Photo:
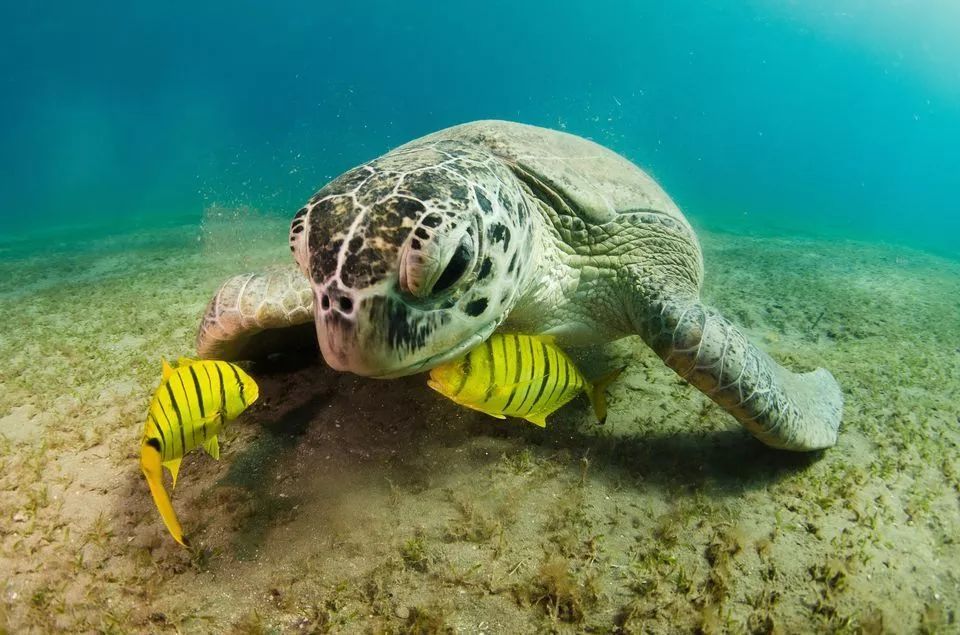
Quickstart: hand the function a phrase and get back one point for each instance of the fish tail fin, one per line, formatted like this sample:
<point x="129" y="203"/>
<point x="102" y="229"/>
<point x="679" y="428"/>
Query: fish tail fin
<point x="151" y="467"/>
<point x="597" y="393"/>
<point x="174" y="466"/>
<point x="538" y="418"/>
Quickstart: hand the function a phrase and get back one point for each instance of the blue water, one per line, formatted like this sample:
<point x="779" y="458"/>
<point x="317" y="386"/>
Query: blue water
<point x="814" y="117"/>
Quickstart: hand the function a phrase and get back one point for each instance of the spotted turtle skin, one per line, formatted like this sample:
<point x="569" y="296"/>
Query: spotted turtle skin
<point x="415" y="257"/>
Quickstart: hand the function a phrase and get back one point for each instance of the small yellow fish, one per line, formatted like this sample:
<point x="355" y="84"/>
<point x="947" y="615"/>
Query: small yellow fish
<point x="188" y="410"/>
<point x="524" y="376"/>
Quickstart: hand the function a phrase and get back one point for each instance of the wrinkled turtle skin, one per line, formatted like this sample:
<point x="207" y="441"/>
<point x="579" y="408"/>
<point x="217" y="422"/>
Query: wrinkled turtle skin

════════

THE REQUEST: Reproduce all of the lines above, substituting "Search term" for every occurrence of "Query" and leaving everything else unchanged. Omit the pictures from your answer.

OUTPUT:
Photo:
Quickstart: hand the function a phrase and get back one point for each instance of the fish tail fin, one per line, formatted like this sample:
<point x="129" y="203"/>
<point x="102" y="229"/>
<point x="679" y="428"/>
Search term: fish tail fin
<point x="151" y="467"/>
<point x="597" y="393"/>
<point x="174" y="466"/>
<point x="538" y="418"/>
Quickstart: hand the function a phrase and get back one point for each instance of the blue water, one per line, formatted like this sample:
<point x="779" y="458"/>
<point x="317" y="386"/>
Search term: blue water
<point x="814" y="117"/>
Quickstart: hand the function a phrase and get back one point for each instance of the spotted turtle skin, one per line, formatted like this sample:
<point x="569" y="296"/>
Search term: spotted turtle skin
<point x="415" y="257"/>
Quickstart: hand the function a phrase and get back one point for each instance of the small yellow fish, one per line, formatted like this sample:
<point x="355" y="84"/>
<point x="947" y="615"/>
Search term: small yellow fish
<point x="188" y="410"/>
<point x="524" y="376"/>
Quickstart: hand the function a phrase and get back one point for each instance of the wrinkled turtle skin, one per line, formatted like this sample:
<point x="207" y="441"/>
<point x="579" y="408"/>
<point x="217" y="422"/>
Search term: wrinkled turtle skin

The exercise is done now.